#### THE PROBLEM:
Put every line of the records below into a Markdown table with the columns Row and Line. Number the rows in order and skip any blank lines.

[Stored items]
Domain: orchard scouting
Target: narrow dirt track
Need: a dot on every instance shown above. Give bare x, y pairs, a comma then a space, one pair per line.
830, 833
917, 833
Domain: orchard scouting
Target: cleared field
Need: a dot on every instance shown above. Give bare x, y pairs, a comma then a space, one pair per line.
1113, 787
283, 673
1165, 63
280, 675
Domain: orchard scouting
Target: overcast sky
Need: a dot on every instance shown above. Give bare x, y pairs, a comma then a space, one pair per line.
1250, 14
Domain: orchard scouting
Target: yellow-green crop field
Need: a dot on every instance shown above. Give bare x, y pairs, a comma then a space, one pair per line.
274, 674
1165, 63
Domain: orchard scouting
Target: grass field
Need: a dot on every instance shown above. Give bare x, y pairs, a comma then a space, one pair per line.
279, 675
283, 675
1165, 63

#### FULL SOLUTION:
| Row | Line |
|---|---|
| 1 | Domain: orchard scouting |
| 2 | Target: narrow dirt track |
| 3 | Need: a dot on every instance shown above. Give bare x, y pairs, a comma then a space, one pair per line. |
| 4 | 830, 833 |
| 5 | 917, 833 |
| 6 | Domain: orchard scouting |
| 7 | Target: cleared field |
| 8 | Need: a dot on every instance shown above. Give bare x, y pairs, a comma then a space, one pair per line. |
| 9 | 1113, 787 |
| 10 | 283, 673 |
| 11 | 1165, 63 |
| 12 | 280, 675 |
| 13 | Domain: orchard scouting |
| 14 | Target: overcast sky |
| 15 | Need: a dot on every instance shown above. Give bare x, y pairs, a comma then a space, one pair per line. |
| 16 | 1250, 14 |
| 17 | Domain: orchard scouting |
| 18 | Target: yellow-green crop field |
| 19 | Need: a dot on every instance shown above. Give bare x, y pairs, a comma then a space, one pair per line. |
| 20 | 274, 674 |
| 21 | 1165, 63 |
| 22 | Domain: orchard scouting |
| 23 | Target: grass field |
| 24 | Need: a dot on every instance shown above. Give bare x, y pairs, a comma then a space, one pair per line. |
| 25 | 279, 675 |
| 26 | 283, 675 |
| 27 | 1165, 63 |